### Work to be completed
Once the line with "Give the mask" is found in the entries below, repeat that line and every one after it exactly, ending at the last.

Extracted records:
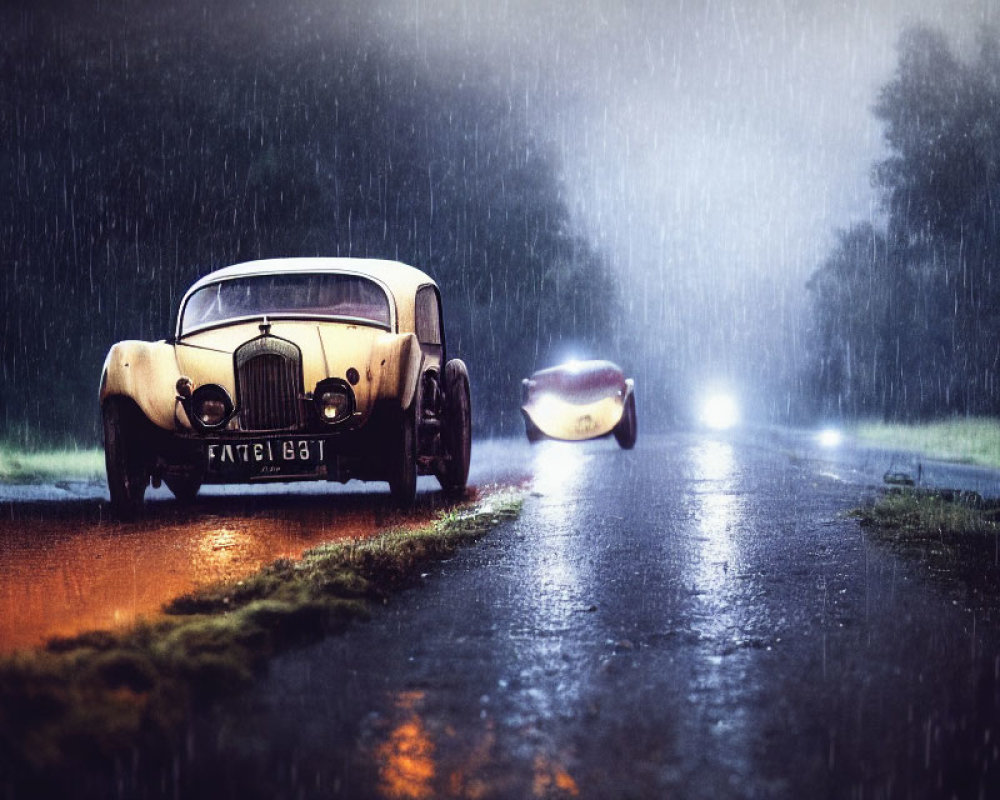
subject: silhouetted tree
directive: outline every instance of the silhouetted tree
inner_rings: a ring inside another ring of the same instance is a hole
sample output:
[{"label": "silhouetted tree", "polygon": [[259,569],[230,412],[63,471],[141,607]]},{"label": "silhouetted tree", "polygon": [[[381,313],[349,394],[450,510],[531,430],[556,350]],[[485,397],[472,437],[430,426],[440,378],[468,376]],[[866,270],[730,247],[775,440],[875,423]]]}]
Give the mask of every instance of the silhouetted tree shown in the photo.
[{"label": "silhouetted tree", "polygon": [[1000,412],[998,53],[992,31],[968,63],[940,32],[902,35],[874,108],[890,148],[873,173],[886,232],[843,235],[809,284],[820,405],[836,397],[847,413],[891,417]]},{"label": "silhouetted tree", "polygon": [[552,345],[609,330],[554,153],[475,65],[394,55],[362,2],[324,26],[295,2],[87,5],[0,9],[6,435],[96,435],[110,344],[167,335],[195,278],[249,258],[428,271],[482,426],[519,420]]}]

### Result of this task
Give the mask of every instance of the silhouetted tree shown in the photo.
[{"label": "silhouetted tree", "polygon": [[1000,412],[998,53],[992,31],[968,63],[940,32],[902,35],[874,108],[890,148],[873,173],[886,232],[843,235],[809,284],[820,405],[836,397],[847,413],[891,417]]},{"label": "silhouetted tree", "polygon": [[552,345],[609,330],[554,153],[475,65],[394,55],[362,2],[324,26],[295,2],[87,5],[0,9],[6,435],[96,435],[110,344],[167,335],[195,278],[249,258],[428,271],[482,426],[519,420]]}]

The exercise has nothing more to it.